» PROVIDED RECORDS:
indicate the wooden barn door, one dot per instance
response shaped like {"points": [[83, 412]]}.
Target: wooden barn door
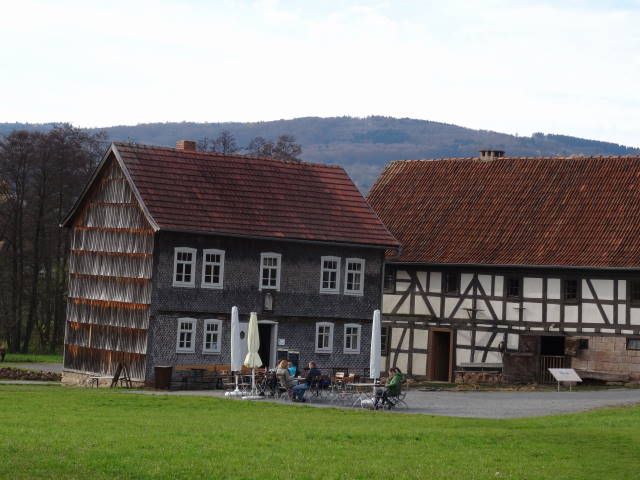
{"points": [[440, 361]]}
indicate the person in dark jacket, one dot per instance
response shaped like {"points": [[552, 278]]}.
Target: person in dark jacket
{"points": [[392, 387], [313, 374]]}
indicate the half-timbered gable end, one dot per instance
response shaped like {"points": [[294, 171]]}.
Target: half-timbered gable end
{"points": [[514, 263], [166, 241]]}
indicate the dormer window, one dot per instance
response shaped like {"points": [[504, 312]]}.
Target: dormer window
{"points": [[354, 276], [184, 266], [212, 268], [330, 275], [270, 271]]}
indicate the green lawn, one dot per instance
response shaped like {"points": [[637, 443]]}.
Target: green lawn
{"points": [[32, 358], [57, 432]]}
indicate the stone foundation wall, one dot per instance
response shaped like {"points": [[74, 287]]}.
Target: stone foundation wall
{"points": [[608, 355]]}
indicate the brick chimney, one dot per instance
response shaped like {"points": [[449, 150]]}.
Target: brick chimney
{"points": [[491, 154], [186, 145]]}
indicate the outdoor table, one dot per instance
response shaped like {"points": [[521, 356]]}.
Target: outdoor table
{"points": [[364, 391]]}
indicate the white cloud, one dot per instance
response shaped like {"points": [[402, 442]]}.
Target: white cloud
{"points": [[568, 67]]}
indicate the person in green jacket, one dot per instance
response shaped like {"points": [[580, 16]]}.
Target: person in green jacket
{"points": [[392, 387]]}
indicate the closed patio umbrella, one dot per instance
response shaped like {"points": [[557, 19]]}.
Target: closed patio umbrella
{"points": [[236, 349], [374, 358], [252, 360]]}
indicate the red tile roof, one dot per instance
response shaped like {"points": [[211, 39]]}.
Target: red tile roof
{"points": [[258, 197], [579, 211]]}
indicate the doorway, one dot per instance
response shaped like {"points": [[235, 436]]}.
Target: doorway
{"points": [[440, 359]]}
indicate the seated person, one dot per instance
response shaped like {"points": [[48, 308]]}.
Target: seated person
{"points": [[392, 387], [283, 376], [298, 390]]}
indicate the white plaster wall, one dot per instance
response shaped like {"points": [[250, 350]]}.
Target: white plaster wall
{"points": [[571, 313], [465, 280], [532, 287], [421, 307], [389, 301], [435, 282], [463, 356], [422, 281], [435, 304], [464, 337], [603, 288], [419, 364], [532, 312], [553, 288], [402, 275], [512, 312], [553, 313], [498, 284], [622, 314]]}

...

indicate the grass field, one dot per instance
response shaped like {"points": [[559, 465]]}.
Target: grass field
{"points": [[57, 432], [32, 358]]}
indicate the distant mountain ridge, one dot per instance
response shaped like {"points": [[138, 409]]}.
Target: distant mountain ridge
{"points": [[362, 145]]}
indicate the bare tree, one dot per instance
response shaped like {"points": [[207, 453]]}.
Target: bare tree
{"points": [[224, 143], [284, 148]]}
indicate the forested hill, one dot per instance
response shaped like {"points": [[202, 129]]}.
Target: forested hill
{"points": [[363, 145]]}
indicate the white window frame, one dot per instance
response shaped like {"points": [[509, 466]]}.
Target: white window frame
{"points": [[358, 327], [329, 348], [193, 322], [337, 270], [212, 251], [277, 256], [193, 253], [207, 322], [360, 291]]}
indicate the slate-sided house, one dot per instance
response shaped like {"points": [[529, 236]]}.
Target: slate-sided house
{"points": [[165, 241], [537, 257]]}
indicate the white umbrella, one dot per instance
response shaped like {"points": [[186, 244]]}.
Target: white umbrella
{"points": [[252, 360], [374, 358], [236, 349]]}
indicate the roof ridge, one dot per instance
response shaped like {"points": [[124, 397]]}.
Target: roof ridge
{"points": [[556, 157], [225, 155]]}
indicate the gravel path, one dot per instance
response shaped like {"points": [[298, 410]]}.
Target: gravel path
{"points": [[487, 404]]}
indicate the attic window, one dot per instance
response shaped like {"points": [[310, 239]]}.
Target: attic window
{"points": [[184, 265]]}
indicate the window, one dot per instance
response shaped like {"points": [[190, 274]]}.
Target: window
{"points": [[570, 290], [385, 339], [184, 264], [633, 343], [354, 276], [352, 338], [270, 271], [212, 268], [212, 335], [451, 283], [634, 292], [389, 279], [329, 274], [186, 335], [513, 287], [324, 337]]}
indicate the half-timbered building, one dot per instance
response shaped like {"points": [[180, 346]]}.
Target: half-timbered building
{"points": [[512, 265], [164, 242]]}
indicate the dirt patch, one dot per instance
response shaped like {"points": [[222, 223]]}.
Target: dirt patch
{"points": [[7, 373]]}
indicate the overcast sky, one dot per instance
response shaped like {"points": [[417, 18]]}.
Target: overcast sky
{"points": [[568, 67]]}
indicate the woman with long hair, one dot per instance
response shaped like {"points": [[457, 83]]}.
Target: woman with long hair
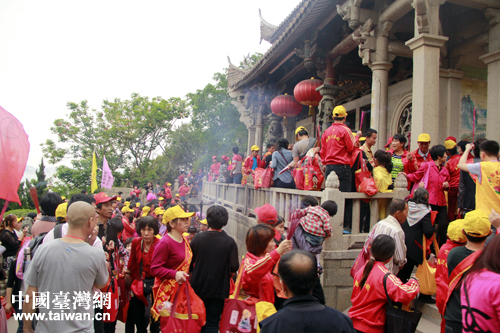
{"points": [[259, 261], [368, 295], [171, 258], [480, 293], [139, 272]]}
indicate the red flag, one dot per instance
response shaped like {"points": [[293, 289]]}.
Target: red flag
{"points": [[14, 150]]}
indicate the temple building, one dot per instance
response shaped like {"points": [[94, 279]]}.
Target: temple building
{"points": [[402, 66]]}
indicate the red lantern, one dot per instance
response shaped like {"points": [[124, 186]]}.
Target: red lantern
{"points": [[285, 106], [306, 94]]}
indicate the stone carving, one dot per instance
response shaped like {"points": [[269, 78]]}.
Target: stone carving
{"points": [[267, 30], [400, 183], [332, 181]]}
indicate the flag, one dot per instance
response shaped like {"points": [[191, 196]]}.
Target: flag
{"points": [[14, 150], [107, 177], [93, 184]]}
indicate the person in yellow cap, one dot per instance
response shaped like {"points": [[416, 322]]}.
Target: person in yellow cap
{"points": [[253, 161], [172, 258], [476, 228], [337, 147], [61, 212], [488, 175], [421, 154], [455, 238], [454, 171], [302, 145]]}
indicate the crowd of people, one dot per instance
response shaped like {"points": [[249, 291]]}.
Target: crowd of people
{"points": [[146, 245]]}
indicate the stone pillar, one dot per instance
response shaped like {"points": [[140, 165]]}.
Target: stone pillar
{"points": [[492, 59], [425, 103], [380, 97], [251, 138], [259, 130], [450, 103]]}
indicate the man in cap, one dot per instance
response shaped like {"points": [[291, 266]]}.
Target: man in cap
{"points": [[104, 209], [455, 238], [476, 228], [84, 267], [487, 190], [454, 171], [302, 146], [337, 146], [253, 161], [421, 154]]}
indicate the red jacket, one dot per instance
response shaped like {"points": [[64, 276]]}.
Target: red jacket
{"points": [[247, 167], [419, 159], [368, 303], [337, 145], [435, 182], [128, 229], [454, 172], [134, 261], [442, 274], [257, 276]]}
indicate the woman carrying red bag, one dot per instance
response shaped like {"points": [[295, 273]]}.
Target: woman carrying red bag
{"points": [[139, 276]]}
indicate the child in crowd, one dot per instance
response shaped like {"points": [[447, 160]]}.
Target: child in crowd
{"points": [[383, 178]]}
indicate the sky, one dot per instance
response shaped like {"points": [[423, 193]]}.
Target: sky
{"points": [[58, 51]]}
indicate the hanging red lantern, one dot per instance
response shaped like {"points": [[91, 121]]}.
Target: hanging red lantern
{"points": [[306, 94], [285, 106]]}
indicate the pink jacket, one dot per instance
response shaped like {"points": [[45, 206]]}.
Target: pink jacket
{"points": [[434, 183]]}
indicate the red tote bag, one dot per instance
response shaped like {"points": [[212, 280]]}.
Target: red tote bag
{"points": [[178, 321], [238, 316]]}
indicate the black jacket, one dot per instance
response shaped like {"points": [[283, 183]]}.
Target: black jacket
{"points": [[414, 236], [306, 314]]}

» EXERCISE: Copy the lines above word for word, starting at the line that contains "indicate the person in yellow" and ending at the line that contains "Target: person in yellow cap".

» SOLVED PROBLEM:
indicate the person in yellow cap, one dot per instance
response shaped like {"points": [[416, 322]]}.
Target: person in yellow cap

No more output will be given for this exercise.